> **Data for the task**
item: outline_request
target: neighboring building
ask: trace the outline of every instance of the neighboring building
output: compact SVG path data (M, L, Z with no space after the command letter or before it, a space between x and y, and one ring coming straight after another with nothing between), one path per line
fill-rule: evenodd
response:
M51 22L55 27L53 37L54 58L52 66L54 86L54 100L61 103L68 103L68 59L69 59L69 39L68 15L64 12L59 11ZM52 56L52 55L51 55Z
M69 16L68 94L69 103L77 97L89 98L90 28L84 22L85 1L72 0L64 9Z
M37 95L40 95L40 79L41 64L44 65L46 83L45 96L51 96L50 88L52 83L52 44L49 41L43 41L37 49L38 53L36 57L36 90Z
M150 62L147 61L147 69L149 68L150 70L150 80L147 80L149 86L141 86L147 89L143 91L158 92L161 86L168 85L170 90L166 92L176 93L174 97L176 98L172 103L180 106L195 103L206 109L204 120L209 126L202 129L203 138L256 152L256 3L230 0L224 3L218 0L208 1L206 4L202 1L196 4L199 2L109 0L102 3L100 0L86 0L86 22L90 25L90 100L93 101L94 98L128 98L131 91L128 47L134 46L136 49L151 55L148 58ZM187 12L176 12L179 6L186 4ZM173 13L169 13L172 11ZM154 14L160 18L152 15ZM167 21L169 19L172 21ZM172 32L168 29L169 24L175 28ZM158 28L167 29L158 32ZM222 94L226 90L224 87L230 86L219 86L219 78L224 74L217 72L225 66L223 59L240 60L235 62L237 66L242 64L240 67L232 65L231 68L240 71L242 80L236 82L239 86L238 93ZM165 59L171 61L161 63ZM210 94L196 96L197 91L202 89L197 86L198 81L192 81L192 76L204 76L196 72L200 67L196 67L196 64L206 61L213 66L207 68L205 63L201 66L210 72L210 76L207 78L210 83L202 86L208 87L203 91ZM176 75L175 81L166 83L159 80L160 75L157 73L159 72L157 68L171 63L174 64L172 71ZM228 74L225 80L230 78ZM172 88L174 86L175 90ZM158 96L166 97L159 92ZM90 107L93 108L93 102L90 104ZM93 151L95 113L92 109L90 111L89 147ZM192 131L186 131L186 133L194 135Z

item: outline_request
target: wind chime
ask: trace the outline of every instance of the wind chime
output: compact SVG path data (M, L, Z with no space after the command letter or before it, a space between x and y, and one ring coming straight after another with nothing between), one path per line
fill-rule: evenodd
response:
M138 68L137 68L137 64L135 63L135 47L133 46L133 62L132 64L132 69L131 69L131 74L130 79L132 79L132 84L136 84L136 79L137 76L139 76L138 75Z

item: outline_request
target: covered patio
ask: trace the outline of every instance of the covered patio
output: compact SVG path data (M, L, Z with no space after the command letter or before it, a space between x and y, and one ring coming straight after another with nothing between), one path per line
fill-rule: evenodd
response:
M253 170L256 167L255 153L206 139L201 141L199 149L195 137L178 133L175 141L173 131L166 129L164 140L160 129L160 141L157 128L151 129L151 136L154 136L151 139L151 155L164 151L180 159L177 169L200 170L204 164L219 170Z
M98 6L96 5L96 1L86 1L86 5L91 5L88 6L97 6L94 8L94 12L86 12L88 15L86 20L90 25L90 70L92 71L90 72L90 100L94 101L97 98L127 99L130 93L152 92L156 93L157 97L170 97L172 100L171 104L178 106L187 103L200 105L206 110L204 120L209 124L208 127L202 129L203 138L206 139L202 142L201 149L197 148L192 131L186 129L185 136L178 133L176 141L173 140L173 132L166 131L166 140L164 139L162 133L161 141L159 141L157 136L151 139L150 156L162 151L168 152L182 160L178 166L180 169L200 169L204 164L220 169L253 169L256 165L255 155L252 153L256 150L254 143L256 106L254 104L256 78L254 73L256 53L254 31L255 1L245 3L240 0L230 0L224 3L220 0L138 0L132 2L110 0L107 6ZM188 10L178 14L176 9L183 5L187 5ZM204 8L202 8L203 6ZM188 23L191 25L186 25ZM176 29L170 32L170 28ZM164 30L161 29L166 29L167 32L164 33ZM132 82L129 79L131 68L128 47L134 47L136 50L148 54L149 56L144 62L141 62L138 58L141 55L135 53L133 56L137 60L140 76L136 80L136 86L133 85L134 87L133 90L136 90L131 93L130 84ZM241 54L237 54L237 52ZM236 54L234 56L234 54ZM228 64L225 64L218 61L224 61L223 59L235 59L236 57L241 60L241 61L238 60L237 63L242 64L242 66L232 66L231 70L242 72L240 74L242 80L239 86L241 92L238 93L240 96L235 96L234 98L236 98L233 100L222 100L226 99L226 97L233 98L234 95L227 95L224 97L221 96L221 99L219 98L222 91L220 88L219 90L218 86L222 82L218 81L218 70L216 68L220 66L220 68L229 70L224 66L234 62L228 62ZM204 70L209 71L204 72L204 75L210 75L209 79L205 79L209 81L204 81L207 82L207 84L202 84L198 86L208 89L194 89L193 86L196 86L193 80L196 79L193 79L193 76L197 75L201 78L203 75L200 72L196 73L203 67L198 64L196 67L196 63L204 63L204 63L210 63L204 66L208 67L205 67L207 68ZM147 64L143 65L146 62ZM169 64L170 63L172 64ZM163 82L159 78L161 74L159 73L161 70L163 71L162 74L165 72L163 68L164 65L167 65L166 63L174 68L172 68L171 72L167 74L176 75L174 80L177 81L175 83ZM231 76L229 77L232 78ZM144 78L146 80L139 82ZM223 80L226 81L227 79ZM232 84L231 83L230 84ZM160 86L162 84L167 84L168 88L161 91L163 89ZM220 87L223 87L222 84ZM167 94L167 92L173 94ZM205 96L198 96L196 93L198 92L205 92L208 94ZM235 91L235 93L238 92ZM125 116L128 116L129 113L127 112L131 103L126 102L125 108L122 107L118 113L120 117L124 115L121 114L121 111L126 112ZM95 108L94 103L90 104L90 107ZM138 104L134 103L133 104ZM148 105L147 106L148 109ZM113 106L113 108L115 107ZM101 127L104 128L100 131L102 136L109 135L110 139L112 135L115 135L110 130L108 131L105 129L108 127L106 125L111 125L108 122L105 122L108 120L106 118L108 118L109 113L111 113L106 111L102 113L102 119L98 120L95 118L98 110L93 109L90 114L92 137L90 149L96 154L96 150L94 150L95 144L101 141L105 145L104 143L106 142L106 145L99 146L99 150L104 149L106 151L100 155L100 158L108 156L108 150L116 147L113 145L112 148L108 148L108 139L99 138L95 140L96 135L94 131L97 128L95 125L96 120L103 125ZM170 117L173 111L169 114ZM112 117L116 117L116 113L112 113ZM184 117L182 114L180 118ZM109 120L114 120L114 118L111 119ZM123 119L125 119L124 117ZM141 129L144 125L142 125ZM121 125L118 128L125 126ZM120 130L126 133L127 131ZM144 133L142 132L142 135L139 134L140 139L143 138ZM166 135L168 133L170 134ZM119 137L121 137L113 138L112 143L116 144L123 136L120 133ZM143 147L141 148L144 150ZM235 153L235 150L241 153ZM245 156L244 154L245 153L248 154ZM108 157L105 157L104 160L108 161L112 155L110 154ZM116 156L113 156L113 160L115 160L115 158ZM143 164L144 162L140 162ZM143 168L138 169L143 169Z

> **Problem statement**
Please gather every line above that contains the word "patio" and copy each one out in full.

> **Result for this task**
target: covered patio
ask: trace the outline of every instance of the covered patio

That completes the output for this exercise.